_Passage provided:_
Chrysler LLC Construction Standards

12/17/04

SECTION 16269 - VARIABLE FREQUENCY CONTROLLERS

PART 1 - GENERAL

1.1  SUMMARY

  1. This Section includes solid-state, PWM, VFCs for speed control of three-phase, squirrel-cage induction motors.
  2. Related Sections include the following:
  3. Division15 Section "Motors" for factory mounted motor requirements.

1.2  DEFINITIONS

  1. BMS: Building management system.
  2. IGBT: Integrated gate bipolar transistor.
  3. LAN: Local area network.
  4. PID: Control action, proportional plus integral plus derivative.
  5. PWM: Pulse-width modulated.
  6. VFC: Variable frequency controller.

1.3  SUBMITTALS

  1. Product Data: For each type of VFC. Include dimensions, mounting arrangements, location for conduit entries, shipping and operating weights, and manufacturer's technical data on features, performance, electrical ratings, characteristics, and finishes.
  2. Shop Drawings: For each VFC.
  3. Include dimensioned plans, elevations, sections, and details, including required clearances and service space around equipment. Show tabulations of installed devices, equipment features, and ratings. Include the following:
  4. Each installed unit's type and details.
  5. Nameplate legends.
  6. Short-circuit current rating of integrated unit.
  7. UL listing for series rating of overcurrent protective devices in combination controllers.
  8. Features, characteristics, ratings, and factory settings of each motor-control center unit.
  9. Wiring Diagrams: Power, signal, and control wiring for VFCs. Provide schematic wiring diagram for each type of VFC.
  10. Coordination Drawings: Floor plans, drawn to scale, showing dimensioned layout, required working clearances, and required area above and around VFCs where pipe and ducts are prohibited. Show VFC layout and relationships between electrical components and adjacent structural and mechanical elements. Show support locations, type of support, and weight on each support. Indicate field measurements.

_Data extract:_

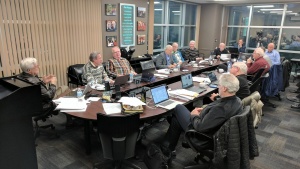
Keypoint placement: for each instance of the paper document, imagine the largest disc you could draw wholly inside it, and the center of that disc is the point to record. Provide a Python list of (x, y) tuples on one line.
[(131, 101), (201, 79), (112, 108)]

_Instructions:_
1. From the variable frequency controller specification above, transcribe the part that opens with the words containing "5. Nameplate legends." and closes with "in combination controllers.".
2. Render this sentence from the variable frequency controller specification in Spanish: "Show VFC layout and relationships between electrical components and adjacent structural and mechanical elements."

_The responses:_
1.
5. Nameplate legends.
  6. Short-circuit current rating of integrated unit.
  7. UL listing for series rating of overcurrent protective devices in combination controllers.

2. Muestre la disposición de los VFC y las relaciones entre los componentes eléctricos y los elementos estructurales y mecánicos adyacentes.